### Exercise requirements
[1] Rewrite the paragraph beginning "Sallie Mae will begin requiring" in the post on private student loans below as a short bulleted list that keeps its main facts.
[2] List each distinct dollar amount that appears in the post on private student loans below.

### Extract provided
Friday, March 20, 2009

Cheaper Private Loans?

With defaults rising and investor confidence low, banks and other lenders are rethinking the way they structure private student loans.

Sallie Mae will begin requiring borrowers who take out its private loans to make interest payments while they are still in college and repay their loans in 15 years or less, rather then the typical term of 15 to 25 years. The company's goal is to reduce the costs of borrowing thereby lowering the risk of default, and making private loans more attractive to investors.

Sallie Mae provided this example to illustrate how the loan will work for a student who wants to borrow $17,000 over two years.

For the first semester of freshman year, the student would pay $40 a month. That figure would rise each semester, reaching $160 by the second semester of the sophomore year. The $160 monthly payments would continue until graduation. Once out of school, the student would owe only the principal of $17,000.

### Material provided
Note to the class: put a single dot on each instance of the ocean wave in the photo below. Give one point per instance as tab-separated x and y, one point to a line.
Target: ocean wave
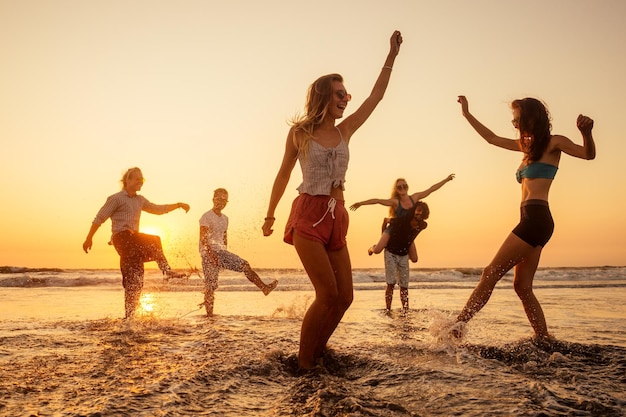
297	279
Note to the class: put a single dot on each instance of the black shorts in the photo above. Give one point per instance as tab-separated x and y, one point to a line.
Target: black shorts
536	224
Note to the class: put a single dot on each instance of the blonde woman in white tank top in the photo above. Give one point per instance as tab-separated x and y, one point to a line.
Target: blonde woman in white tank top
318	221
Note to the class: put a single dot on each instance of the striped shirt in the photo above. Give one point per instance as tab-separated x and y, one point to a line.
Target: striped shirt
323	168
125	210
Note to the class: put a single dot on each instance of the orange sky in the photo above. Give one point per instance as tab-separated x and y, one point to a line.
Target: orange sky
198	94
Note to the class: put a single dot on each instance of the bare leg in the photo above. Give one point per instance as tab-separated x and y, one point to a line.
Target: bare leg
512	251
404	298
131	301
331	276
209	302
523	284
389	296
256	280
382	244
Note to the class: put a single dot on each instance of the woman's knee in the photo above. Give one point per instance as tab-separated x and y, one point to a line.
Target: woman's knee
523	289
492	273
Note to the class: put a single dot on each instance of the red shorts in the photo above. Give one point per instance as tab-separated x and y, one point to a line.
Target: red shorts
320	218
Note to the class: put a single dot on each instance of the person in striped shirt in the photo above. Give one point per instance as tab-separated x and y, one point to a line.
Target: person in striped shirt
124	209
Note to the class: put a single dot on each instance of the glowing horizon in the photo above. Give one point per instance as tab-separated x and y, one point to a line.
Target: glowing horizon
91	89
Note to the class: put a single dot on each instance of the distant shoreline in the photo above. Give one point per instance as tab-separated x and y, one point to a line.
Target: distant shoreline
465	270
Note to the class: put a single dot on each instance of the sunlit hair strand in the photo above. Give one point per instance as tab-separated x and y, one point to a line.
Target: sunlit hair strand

### Task responses
[1]
- Sallie Mae will require borrowers of its private loans to make interest payments while still in college.
- These loans must be repaid in 15 years or less, instead of the typical term of 15 to 25 years.
- The goal is to reduce borrowing costs, lower the risk of default, and make private loans more attractive to investors.

[2]
- $17,000
- $40
- $160